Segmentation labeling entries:
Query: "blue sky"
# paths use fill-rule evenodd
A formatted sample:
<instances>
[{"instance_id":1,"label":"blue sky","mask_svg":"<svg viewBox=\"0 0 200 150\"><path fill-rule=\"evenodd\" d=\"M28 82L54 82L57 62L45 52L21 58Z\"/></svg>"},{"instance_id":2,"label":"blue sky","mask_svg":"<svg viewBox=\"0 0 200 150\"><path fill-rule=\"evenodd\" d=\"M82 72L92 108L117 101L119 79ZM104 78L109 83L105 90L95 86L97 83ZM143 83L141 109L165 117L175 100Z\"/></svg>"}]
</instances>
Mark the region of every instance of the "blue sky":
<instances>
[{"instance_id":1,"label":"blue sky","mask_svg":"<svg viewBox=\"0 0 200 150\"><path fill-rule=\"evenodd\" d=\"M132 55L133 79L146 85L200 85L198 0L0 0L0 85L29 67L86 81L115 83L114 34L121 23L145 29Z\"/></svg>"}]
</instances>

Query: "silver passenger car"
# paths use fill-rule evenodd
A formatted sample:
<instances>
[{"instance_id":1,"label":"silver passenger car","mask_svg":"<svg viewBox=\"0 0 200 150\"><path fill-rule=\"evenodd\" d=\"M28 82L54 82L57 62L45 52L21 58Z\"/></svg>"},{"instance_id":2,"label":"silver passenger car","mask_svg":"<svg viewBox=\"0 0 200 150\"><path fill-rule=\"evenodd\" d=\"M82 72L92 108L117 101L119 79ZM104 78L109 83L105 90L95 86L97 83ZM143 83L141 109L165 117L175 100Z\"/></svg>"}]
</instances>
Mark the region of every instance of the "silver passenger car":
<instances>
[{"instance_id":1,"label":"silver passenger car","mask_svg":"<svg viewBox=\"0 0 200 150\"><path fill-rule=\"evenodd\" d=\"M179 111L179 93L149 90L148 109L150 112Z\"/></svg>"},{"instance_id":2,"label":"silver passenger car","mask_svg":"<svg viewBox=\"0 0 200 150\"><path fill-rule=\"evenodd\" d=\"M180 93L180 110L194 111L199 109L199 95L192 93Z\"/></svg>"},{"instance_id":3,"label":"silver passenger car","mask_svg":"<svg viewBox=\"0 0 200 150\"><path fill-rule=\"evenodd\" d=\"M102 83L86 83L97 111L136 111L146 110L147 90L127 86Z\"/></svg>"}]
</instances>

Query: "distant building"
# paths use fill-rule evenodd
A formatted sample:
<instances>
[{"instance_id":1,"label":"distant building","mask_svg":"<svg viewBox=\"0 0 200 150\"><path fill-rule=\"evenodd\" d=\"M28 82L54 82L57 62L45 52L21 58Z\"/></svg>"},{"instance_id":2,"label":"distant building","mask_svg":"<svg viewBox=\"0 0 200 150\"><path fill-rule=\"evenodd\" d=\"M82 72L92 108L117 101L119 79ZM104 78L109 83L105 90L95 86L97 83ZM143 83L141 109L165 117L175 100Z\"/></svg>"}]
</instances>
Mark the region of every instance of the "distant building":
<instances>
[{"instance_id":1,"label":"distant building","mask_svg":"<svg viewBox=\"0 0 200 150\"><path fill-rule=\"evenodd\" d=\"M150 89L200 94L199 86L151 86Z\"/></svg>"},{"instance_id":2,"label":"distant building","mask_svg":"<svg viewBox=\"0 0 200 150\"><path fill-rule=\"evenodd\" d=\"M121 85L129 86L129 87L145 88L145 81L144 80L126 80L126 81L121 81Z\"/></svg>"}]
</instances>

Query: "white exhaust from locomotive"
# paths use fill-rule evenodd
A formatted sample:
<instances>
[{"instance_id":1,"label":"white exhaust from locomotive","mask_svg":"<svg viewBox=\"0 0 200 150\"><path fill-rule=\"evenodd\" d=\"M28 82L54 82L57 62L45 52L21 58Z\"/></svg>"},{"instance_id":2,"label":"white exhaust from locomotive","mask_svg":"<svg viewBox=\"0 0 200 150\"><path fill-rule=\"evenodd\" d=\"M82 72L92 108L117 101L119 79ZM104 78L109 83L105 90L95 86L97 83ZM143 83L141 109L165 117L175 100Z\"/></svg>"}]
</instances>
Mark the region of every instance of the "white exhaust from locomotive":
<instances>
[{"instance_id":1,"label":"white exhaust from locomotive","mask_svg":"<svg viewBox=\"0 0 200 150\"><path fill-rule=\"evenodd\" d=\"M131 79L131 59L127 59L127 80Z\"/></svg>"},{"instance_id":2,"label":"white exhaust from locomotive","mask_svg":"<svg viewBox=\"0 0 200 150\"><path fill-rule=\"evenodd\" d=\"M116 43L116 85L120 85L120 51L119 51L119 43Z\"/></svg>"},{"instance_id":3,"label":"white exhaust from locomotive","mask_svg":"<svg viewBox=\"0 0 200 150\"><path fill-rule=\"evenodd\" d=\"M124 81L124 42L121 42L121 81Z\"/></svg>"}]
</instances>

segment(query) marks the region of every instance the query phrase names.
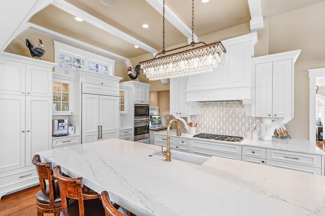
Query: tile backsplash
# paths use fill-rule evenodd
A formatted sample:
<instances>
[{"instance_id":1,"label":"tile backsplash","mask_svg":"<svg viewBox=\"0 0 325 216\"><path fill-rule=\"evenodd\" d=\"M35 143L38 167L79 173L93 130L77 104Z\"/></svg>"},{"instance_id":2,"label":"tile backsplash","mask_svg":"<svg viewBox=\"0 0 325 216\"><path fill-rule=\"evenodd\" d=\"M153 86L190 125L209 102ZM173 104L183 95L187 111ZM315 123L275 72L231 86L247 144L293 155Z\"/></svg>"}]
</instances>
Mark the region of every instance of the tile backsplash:
<instances>
[{"instance_id":1,"label":"tile backsplash","mask_svg":"<svg viewBox=\"0 0 325 216\"><path fill-rule=\"evenodd\" d=\"M261 134L262 118L246 116L241 101L202 102L201 112L191 116L192 122L198 123L198 133L245 137L256 127Z\"/></svg>"}]
</instances>

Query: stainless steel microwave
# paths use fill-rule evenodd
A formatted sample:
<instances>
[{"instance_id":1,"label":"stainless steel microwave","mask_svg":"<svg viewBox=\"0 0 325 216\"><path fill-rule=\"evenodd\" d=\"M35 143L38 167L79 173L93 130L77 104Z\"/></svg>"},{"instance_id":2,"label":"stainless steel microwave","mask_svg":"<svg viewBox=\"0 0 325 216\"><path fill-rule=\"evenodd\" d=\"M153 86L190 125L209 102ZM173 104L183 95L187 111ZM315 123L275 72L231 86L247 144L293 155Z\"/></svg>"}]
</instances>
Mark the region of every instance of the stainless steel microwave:
<instances>
[{"instance_id":1,"label":"stainless steel microwave","mask_svg":"<svg viewBox=\"0 0 325 216\"><path fill-rule=\"evenodd\" d=\"M149 118L149 104L134 105L134 118Z\"/></svg>"}]
</instances>

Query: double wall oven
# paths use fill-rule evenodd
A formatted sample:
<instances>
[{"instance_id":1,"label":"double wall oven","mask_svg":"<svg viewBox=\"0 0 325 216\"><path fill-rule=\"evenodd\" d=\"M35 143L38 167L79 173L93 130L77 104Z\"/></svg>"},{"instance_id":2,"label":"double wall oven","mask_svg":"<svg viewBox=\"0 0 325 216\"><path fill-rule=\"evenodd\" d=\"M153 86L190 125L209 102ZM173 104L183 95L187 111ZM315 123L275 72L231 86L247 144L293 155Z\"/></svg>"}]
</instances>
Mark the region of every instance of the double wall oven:
<instances>
[{"instance_id":1,"label":"double wall oven","mask_svg":"<svg viewBox=\"0 0 325 216\"><path fill-rule=\"evenodd\" d=\"M134 141L149 142L149 104L134 105ZM139 141L140 142L140 141Z\"/></svg>"}]
</instances>

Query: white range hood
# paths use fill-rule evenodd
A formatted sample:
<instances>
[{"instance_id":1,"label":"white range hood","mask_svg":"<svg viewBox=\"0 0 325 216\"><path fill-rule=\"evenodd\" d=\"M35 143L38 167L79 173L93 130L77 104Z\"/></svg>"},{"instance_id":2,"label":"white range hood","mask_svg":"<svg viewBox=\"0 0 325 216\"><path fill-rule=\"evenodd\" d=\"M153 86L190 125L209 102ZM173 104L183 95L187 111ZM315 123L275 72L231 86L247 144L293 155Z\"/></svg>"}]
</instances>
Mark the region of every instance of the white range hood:
<instances>
[{"instance_id":1,"label":"white range hood","mask_svg":"<svg viewBox=\"0 0 325 216\"><path fill-rule=\"evenodd\" d=\"M251 111L252 57L256 32L222 41L226 53L213 71L189 76L186 101L243 101L246 114Z\"/></svg>"}]
</instances>

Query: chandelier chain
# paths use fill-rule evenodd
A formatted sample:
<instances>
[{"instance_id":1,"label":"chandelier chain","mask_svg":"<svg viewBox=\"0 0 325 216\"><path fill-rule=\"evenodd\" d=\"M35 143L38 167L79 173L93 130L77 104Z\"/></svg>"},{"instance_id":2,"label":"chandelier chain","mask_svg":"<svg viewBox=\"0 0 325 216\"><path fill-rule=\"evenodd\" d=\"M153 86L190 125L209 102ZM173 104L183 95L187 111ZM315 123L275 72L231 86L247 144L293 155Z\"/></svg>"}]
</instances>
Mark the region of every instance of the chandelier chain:
<instances>
[{"instance_id":1,"label":"chandelier chain","mask_svg":"<svg viewBox=\"0 0 325 216\"><path fill-rule=\"evenodd\" d=\"M165 0L162 2L162 53L166 53L165 50Z\"/></svg>"},{"instance_id":2,"label":"chandelier chain","mask_svg":"<svg viewBox=\"0 0 325 216\"><path fill-rule=\"evenodd\" d=\"M194 42L194 0L192 0L192 43Z\"/></svg>"}]
</instances>

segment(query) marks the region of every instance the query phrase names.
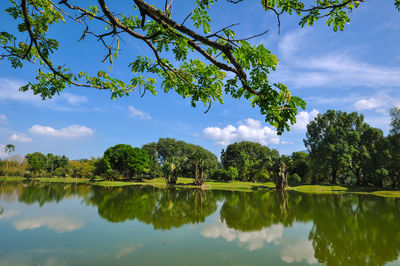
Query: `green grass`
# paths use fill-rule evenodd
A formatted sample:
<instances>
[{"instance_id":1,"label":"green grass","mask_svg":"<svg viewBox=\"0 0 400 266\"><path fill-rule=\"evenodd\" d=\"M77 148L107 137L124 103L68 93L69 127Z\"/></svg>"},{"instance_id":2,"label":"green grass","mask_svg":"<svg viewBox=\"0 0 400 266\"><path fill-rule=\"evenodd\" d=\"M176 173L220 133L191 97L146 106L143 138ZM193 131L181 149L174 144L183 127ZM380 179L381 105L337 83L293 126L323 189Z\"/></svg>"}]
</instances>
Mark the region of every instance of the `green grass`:
<instances>
[{"instance_id":1,"label":"green grass","mask_svg":"<svg viewBox=\"0 0 400 266\"><path fill-rule=\"evenodd\" d=\"M24 181L23 177L0 177L0 181ZM121 187L133 185L150 185L160 188L166 188L164 178L155 178L143 181L104 181L102 179L89 180L84 178L33 178L35 182L48 182L48 183L81 183L90 184L95 186L104 187ZM197 188L191 185L192 178L179 177L176 187ZM275 184L273 182L253 183L253 182L223 182L223 181L207 181L203 189L217 189L217 190L230 190L230 191L255 191L255 190L274 190ZM347 187L347 186L330 186L330 185L299 185L288 187L288 190L298 191L302 193L318 193L318 194L331 194L331 193L355 193L355 194L368 194L380 197L393 197L400 198L400 191L396 190L379 190L373 188L360 188L360 187Z\"/></svg>"}]
</instances>

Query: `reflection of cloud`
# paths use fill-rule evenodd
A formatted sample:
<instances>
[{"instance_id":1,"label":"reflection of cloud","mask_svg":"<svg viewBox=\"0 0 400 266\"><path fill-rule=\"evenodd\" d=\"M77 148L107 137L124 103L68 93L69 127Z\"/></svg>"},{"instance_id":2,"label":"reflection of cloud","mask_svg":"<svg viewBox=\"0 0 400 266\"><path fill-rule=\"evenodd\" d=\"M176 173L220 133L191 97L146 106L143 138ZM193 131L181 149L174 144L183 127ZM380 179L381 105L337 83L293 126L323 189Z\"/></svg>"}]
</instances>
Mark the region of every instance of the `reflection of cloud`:
<instances>
[{"instance_id":1,"label":"reflection of cloud","mask_svg":"<svg viewBox=\"0 0 400 266\"><path fill-rule=\"evenodd\" d=\"M264 243L270 243L282 237L283 226L281 224L272 225L268 228L263 228L260 231L240 232L228 228L225 223L218 223L206 226L201 234L207 238L225 238L231 242L235 239L239 240L239 244L246 249L253 251L264 247Z\"/></svg>"},{"instance_id":2,"label":"reflection of cloud","mask_svg":"<svg viewBox=\"0 0 400 266\"><path fill-rule=\"evenodd\" d=\"M2 214L0 214L0 220L4 219L10 219L13 218L17 215L19 215L21 213L21 211L18 210L5 210Z\"/></svg>"},{"instance_id":3,"label":"reflection of cloud","mask_svg":"<svg viewBox=\"0 0 400 266\"><path fill-rule=\"evenodd\" d=\"M132 243L129 246L120 246L119 251L115 255L115 258L120 259L120 258L140 249L141 247L143 247L142 243Z\"/></svg>"},{"instance_id":4,"label":"reflection of cloud","mask_svg":"<svg viewBox=\"0 0 400 266\"><path fill-rule=\"evenodd\" d=\"M62 261L57 258L48 258L44 262L44 265L46 265L46 266L63 266L63 265L67 265L67 263L65 261Z\"/></svg>"},{"instance_id":5,"label":"reflection of cloud","mask_svg":"<svg viewBox=\"0 0 400 266\"><path fill-rule=\"evenodd\" d=\"M57 233L65 233L80 229L83 226L83 222L67 217L34 217L14 222L14 227L18 231L36 229L43 226L47 226Z\"/></svg>"},{"instance_id":6,"label":"reflection of cloud","mask_svg":"<svg viewBox=\"0 0 400 266\"><path fill-rule=\"evenodd\" d=\"M308 264L317 263L314 257L312 243L306 239L291 241L281 250L281 259L287 263L301 262L305 260Z\"/></svg>"}]
</instances>

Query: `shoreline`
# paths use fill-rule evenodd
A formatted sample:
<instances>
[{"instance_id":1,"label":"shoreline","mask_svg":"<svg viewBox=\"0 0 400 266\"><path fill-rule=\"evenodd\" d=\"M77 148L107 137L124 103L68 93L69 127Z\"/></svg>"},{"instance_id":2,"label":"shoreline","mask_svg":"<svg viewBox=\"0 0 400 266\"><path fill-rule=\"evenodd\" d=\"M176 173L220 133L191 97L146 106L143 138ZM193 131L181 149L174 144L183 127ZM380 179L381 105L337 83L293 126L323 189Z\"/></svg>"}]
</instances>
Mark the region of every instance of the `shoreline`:
<instances>
[{"instance_id":1,"label":"shoreline","mask_svg":"<svg viewBox=\"0 0 400 266\"><path fill-rule=\"evenodd\" d=\"M143 181L104 181L104 180L90 180L85 178L31 178L26 179L24 177L0 177L0 181L32 181L42 183L76 183L76 184L87 184L92 186L103 186L103 187L123 187L123 186L154 186L158 188L167 188L168 185L165 183L164 178L155 178ZM177 180L177 184L174 187L177 188L199 188L199 186L191 185L193 182L192 178L180 177ZM242 192L254 192L269 190L275 191L275 184L273 182L264 183L253 183L253 182L221 182L221 181L207 181L202 189L210 190L228 190L228 191L242 191ZM400 198L399 190L385 190L385 189L373 189L368 187L349 187L341 185L296 185L288 186L287 191L297 191L301 193L312 193L312 194L362 194L362 195L374 195L379 197L389 198Z\"/></svg>"}]
</instances>

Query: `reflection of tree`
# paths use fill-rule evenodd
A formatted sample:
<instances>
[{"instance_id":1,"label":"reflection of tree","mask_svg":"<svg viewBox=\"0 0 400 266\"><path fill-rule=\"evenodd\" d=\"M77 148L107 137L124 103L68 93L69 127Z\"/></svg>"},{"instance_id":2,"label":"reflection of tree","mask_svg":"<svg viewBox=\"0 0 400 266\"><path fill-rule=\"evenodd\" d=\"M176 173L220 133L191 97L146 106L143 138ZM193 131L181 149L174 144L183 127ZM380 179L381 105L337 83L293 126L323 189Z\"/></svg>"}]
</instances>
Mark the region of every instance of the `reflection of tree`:
<instances>
[{"instance_id":1,"label":"reflection of tree","mask_svg":"<svg viewBox=\"0 0 400 266\"><path fill-rule=\"evenodd\" d=\"M221 220L240 231L257 231L273 224L291 225L293 213L286 206L286 193L232 192L227 193L221 208Z\"/></svg>"},{"instance_id":2,"label":"reflection of tree","mask_svg":"<svg viewBox=\"0 0 400 266\"><path fill-rule=\"evenodd\" d=\"M59 202L70 196L85 197L90 190L91 186L82 184L0 182L1 197L16 197L20 202L39 203L40 206L46 202Z\"/></svg>"},{"instance_id":3,"label":"reflection of tree","mask_svg":"<svg viewBox=\"0 0 400 266\"><path fill-rule=\"evenodd\" d=\"M315 258L326 265L383 265L400 254L399 199L0 182L1 199L43 206L71 196L96 206L107 221L137 219L162 230L204 222L217 210L218 200L224 200L221 220L229 228L243 232L276 224L289 227L312 222L309 240Z\"/></svg>"},{"instance_id":4,"label":"reflection of tree","mask_svg":"<svg viewBox=\"0 0 400 266\"><path fill-rule=\"evenodd\" d=\"M309 238L315 256L327 265L384 265L400 254L399 200L329 197L316 206ZM334 210L334 211L332 211ZM317 213L315 211L315 213Z\"/></svg>"},{"instance_id":5,"label":"reflection of tree","mask_svg":"<svg viewBox=\"0 0 400 266\"><path fill-rule=\"evenodd\" d=\"M213 193L202 190L156 189L152 187L95 188L88 202L110 222L137 219L155 229L171 229L204 222L217 210Z\"/></svg>"},{"instance_id":6,"label":"reflection of tree","mask_svg":"<svg viewBox=\"0 0 400 266\"><path fill-rule=\"evenodd\" d=\"M400 200L365 195L227 193L221 220L259 231L313 222L315 258L326 265L383 265L400 255Z\"/></svg>"}]
</instances>

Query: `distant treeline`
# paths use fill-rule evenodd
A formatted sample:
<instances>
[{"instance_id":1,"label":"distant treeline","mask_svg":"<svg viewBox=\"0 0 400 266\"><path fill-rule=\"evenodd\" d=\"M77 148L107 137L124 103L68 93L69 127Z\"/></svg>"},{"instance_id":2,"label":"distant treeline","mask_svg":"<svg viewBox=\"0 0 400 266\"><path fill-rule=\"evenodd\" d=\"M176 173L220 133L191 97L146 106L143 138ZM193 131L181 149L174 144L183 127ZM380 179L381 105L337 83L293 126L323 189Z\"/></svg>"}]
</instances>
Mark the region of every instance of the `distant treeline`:
<instances>
[{"instance_id":1,"label":"distant treeline","mask_svg":"<svg viewBox=\"0 0 400 266\"><path fill-rule=\"evenodd\" d=\"M364 122L356 112L329 110L307 125L307 152L280 155L259 143L242 141L222 150L220 161L199 145L160 138L142 148L118 144L103 157L70 161L66 156L30 153L3 160L0 175L31 177L103 178L105 180L178 177L221 181L291 184L344 184L400 189L400 109L390 110L388 136ZM9 150L10 151L10 150Z\"/></svg>"}]
</instances>

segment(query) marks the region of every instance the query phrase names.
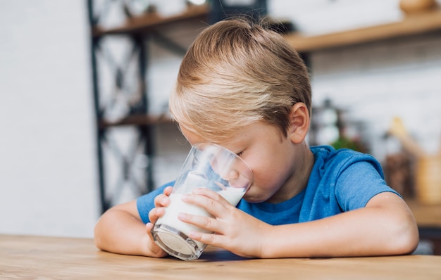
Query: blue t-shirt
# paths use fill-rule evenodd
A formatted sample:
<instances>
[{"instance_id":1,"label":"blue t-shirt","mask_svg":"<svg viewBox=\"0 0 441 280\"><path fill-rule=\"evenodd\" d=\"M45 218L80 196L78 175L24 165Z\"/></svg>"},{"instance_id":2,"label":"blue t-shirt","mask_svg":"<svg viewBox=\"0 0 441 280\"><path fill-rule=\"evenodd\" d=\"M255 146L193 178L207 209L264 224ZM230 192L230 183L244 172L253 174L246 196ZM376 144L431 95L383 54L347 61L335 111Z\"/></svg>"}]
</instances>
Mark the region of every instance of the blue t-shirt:
<instances>
[{"instance_id":1,"label":"blue t-shirt","mask_svg":"<svg viewBox=\"0 0 441 280\"><path fill-rule=\"evenodd\" d=\"M279 203L251 203L241 200L237 208L273 225L309 222L364 207L375 195L395 191L387 186L381 165L371 155L328 146L311 147L314 155L306 187L298 195ZM149 222L154 199L167 184L139 197L137 206L141 219Z\"/></svg>"}]
</instances>

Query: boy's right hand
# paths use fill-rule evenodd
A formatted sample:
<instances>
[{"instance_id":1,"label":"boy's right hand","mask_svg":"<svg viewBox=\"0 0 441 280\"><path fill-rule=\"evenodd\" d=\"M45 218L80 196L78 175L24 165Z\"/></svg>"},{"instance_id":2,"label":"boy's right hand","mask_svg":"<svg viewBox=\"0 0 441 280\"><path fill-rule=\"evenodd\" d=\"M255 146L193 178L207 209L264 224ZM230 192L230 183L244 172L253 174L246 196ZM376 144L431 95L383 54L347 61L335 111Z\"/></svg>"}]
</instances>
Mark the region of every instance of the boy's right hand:
<instances>
[{"instance_id":1,"label":"boy's right hand","mask_svg":"<svg viewBox=\"0 0 441 280\"><path fill-rule=\"evenodd\" d=\"M157 196L155 198L155 208L151 210L150 212L149 212L149 219L150 220L150 222L148 222L146 224L147 235L150 238L151 242L153 242L153 244L154 244L154 246L158 248L158 251L156 251L156 250L154 250L154 248L150 248L150 250L155 255L158 254L157 255L156 255L157 257L167 255L167 253L162 249L161 249L159 246L157 246L156 245L153 238L153 235L151 234L151 230L153 229L154 224L156 222L156 220L158 220L159 217L162 217L165 214L166 210L164 210L164 208L167 207L170 204L170 201L168 196L171 193L173 187L168 186L164 189L164 191L163 193Z\"/></svg>"}]
</instances>

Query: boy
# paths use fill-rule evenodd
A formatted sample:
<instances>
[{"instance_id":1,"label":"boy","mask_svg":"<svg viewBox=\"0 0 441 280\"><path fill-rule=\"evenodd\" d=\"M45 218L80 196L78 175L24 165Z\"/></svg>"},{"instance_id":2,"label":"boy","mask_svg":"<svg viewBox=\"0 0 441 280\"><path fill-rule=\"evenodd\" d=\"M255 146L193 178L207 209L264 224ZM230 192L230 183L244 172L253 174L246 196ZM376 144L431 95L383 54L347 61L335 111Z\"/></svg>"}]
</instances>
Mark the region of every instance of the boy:
<instances>
[{"instance_id":1,"label":"boy","mask_svg":"<svg viewBox=\"0 0 441 280\"><path fill-rule=\"evenodd\" d=\"M214 218L179 218L214 231L190 237L251 257L397 255L418 242L414 218L371 156L309 147L308 72L279 34L244 20L209 27L185 56L170 98L191 144L213 142L240 155L254 182L237 208L200 189L182 198ZM116 205L95 227L101 250L164 257L153 224L170 203L164 186Z\"/></svg>"}]
</instances>

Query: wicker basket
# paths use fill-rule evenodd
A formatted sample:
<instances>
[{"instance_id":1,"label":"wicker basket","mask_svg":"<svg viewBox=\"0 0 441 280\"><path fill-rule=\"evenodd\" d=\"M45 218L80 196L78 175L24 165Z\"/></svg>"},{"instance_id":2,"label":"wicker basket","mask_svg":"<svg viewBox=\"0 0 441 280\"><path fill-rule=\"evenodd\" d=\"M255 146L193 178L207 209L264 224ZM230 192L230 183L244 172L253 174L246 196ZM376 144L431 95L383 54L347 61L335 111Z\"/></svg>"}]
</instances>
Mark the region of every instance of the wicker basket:
<instances>
[{"instance_id":1,"label":"wicker basket","mask_svg":"<svg viewBox=\"0 0 441 280\"><path fill-rule=\"evenodd\" d=\"M441 204L441 156L419 158L416 171L417 200L422 204Z\"/></svg>"}]
</instances>

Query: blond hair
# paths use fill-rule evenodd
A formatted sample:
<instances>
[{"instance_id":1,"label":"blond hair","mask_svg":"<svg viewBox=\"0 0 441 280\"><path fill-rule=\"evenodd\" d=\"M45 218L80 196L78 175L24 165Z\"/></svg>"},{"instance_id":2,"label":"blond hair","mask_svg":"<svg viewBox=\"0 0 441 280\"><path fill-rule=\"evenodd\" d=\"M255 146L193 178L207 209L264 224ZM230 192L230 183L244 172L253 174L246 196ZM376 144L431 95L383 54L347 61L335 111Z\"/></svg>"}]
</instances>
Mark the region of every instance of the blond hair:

Set problem: Show every line in the entries above that contains the string "right", copying each such line in full.

Exercise answer:
Query: boy's right hand
[{"instance_id":1,"label":"boy's right hand","mask_svg":"<svg viewBox=\"0 0 441 280\"><path fill-rule=\"evenodd\" d=\"M45 218L80 196L78 175L24 165Z\"/></svg>"},{"instance_id":2,"label":"boy's right hand","mask_svg":"<svg viewBox=\"0 0 441 280\"><path fill-rule=\"evenodd\" d=\"M255 146L193 178L207 209L264 224ZM230 192L230 183L244 172L253 174L246 196ZM376 144L431 95L383 54L347 61L335 111Z\"/></svg>"}]
Mark the region of every instance of the boy's right hand:
[{"instance_id":1,"label":"boy's right hand","mask_svg":"<svg viewBox=\"0 0 441 280\"><path fill-rule=\"evenodd\" d=\"M157 196L155 198L155 208L151 210L150 212L149 212L149 219L150 220L150 222L148 222L146 224L147 235L150 238L151 242L153 242L153 244L154 244L154 246L158 248L158 251L156 251L156 250L154 250L154 248L150 248L150 250L155 255L158 254L157 255L156 255L157 257L167 255L167 253L162 249L161 249L159 246L157 246L156 245L153 238L153 235L151 234L151 230L153 229L154 224L156 222L156 220L158 220L159 217L162 217L165 214L166 210L164 210L164 208L167 207L170 204L170 201L168 196L171 193L173 187L168 186L164 189L164 191L163 193Z\"/></svg>"}]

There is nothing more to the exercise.